GIVEN REQUEST: Show each line in the material below that contains the string "window". Case counts, so only lines with that exact capitalization qualify.
··· RECORDS SUPPLIED
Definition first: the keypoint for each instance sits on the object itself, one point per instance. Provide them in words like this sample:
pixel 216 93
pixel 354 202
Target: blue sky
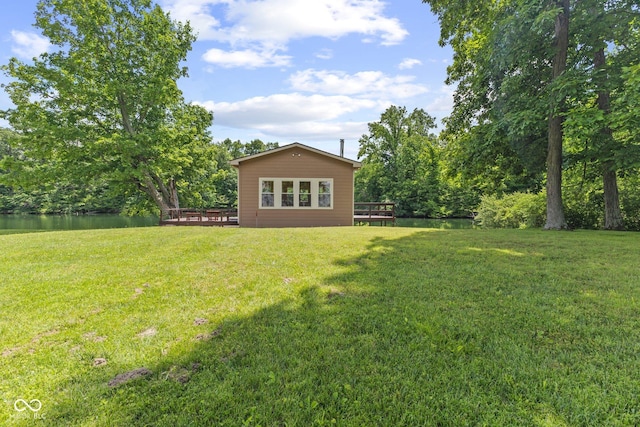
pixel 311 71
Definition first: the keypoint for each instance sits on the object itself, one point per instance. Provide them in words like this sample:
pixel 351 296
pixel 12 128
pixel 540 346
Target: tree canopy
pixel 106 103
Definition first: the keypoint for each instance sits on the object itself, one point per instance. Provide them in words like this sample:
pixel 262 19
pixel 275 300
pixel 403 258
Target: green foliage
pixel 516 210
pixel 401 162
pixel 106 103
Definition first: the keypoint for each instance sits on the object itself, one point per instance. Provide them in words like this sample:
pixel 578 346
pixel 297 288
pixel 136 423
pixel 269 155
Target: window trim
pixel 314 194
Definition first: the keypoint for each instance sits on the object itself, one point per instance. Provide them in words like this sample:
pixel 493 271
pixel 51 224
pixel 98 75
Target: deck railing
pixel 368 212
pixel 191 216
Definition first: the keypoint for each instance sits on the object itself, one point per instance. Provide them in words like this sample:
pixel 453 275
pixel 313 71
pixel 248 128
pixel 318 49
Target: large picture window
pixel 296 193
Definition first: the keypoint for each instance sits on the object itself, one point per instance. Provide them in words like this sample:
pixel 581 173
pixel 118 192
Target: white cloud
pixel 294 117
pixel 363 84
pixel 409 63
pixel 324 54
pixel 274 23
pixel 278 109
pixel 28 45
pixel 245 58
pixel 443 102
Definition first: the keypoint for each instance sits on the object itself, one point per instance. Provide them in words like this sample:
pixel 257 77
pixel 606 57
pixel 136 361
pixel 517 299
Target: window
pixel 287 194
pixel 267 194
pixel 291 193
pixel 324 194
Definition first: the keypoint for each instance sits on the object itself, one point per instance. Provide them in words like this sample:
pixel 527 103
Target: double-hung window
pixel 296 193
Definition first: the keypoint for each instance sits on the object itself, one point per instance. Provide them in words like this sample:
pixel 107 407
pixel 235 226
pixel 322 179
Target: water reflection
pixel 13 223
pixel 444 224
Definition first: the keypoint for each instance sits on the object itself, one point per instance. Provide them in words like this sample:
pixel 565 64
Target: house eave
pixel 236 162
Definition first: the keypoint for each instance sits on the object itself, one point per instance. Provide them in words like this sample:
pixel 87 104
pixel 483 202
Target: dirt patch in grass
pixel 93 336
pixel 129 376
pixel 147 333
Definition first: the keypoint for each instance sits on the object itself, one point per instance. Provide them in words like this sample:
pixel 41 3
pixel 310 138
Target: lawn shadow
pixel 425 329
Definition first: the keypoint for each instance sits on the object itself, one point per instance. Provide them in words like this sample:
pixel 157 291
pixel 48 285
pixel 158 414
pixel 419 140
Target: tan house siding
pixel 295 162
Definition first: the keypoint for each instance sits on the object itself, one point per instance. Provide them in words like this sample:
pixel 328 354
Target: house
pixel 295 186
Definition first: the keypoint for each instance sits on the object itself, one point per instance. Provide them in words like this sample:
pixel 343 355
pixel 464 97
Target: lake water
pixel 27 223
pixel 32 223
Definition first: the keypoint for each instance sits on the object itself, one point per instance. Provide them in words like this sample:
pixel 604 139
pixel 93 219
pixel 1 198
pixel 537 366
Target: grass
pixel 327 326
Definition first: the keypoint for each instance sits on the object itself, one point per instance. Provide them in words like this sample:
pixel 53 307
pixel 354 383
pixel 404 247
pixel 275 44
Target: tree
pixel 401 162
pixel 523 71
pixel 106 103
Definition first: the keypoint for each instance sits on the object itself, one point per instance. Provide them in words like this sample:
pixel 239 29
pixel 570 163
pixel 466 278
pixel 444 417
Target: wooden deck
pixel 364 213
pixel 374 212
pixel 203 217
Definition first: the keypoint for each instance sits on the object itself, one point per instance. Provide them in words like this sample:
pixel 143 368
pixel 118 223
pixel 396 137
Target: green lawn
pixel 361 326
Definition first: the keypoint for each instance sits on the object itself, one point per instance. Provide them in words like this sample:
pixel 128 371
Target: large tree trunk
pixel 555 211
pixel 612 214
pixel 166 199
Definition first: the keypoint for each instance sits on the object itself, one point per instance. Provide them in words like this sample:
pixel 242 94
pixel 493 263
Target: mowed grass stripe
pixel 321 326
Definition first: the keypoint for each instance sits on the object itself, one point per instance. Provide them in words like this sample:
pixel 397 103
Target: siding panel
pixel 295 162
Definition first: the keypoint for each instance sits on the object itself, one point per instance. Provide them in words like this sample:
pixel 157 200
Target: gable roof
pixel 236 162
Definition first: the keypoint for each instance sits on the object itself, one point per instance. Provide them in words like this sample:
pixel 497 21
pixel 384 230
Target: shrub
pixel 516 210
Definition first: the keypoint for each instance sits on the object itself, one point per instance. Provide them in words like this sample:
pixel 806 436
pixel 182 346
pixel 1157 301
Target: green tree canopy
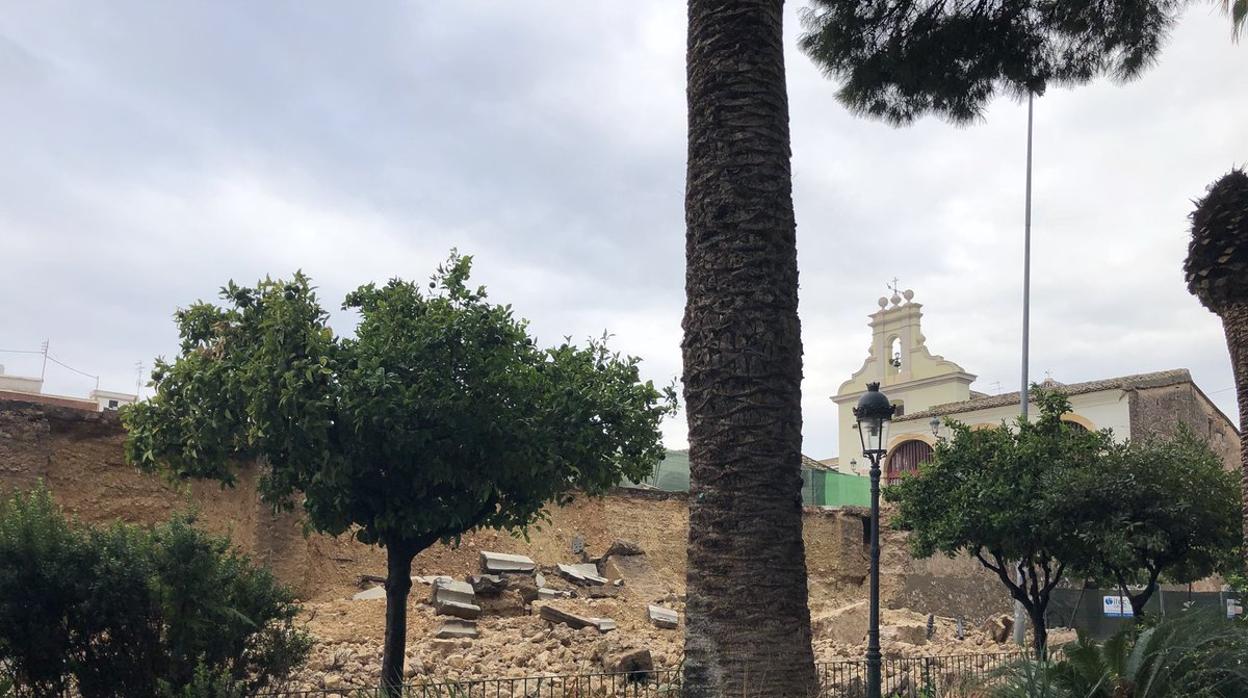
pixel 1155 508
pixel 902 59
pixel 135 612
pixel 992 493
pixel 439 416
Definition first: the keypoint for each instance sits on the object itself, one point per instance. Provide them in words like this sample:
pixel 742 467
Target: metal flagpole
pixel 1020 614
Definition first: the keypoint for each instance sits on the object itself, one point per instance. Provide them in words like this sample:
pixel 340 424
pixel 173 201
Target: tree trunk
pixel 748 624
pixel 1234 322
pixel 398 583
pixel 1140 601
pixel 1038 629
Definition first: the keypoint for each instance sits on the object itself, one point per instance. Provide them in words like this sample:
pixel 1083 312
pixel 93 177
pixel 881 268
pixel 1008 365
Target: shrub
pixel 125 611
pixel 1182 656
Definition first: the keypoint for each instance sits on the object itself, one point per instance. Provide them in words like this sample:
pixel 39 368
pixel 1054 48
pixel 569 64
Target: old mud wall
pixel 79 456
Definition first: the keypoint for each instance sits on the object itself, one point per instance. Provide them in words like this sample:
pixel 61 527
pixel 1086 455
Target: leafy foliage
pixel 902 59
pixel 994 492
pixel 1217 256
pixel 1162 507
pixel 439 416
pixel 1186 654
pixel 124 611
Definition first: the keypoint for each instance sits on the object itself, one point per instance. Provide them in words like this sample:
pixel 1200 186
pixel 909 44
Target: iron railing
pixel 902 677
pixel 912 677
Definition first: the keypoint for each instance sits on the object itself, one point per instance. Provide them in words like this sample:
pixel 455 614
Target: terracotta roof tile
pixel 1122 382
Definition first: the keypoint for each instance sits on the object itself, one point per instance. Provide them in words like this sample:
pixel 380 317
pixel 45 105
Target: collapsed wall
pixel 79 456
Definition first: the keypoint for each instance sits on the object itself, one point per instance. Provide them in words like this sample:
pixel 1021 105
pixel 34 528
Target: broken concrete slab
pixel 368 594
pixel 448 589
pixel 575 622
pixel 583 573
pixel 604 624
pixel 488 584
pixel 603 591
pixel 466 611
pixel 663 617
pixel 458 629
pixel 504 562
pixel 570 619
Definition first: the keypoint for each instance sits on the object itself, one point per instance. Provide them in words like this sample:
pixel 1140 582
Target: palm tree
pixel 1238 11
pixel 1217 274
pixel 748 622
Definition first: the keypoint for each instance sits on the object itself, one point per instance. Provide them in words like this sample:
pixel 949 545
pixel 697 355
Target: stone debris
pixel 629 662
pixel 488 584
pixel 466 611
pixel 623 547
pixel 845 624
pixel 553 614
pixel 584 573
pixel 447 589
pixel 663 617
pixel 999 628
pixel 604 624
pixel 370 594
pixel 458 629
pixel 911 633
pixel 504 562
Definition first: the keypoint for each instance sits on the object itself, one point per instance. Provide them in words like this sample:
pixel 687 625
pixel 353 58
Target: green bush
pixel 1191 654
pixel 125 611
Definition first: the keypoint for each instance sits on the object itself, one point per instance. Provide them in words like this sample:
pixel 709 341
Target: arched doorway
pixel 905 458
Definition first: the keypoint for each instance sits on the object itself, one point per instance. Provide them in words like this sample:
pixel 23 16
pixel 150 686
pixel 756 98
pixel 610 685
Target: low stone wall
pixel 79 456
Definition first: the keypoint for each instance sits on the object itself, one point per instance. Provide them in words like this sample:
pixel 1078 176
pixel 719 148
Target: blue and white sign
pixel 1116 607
······
SOLVED EXERCISE:
Target: window trim
Target: large picture window
Target: window
Target: double-hung window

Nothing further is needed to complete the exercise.